SELECTED EXTRACT:
You would have also been enthralled by the artwork gracing these two volumes, all drawn and brilliantly illustrated by Edgar A. Hodges. The quality and detail Edgar’s put into these illustrations has not gone unnoticed by fans of his work – for example, Thomas blowing smoke rings adds a really charming touch to the character. Had the Reverend continued the Railway Series beyond Tramway Engines and the Edwards unavailable, one can easily visualize Edgar’s artwork being featured in the stories.


Edgar’s illustrative work, as we’ve discovered, extends far beyond the Thomas annuals, delving into subject matter as varied as they come and spanning a period of several decades. SiF is both chuffed and grateful to have been given the opportunity to ask Edgar a few questions about his artistic contributions, and to be able to share his fascinating insight with Thomas fans young and old.

MATERIAL:
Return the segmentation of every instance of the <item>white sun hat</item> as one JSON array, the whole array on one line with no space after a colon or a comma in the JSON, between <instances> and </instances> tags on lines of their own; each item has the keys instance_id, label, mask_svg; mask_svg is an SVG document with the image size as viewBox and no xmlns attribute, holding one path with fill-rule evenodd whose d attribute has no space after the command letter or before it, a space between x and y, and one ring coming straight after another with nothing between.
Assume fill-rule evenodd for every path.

JOB: Say whether each statement agrees with the text on Edgar A. Hodges's illustrations, giving yes or no and quoting the deciding words: (a) Edgar A. Hodges drew and illustrated the two volumes; (b) Edgar's illustrative work is limited to the Thomas annuals; (c) SiF was able to ask Edgar some questions about his artistic contributions.

EXERCISE SOLUTION:
(a) Yes: "all drawn and brilliantly illustrated by Edgar A. Hodges"
(b) No: "extends far beyond the Thomas annuals"
(c) Yes: "given the opportunity to ask Edgar a few questions about his artistic contributions"